### RECORDS SHOWN
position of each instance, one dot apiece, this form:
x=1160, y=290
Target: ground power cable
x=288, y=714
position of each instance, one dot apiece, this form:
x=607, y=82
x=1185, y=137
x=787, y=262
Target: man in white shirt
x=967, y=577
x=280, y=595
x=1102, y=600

### SET TASK
Extract the lines of every item above and reproduce them unchanged.

### RESULT OF THE TASK
position of each instance, one dot apiece, this form:
x=1160, y=290
Target: ground power cable
x=288, y=714
position of each instance, one dot apiece, this form:
x=607, y=82
x=1185, y=137
x=787, y=262
Target: man in white shirt
x=967, y=577
x=280, y=595
x=1102, y=600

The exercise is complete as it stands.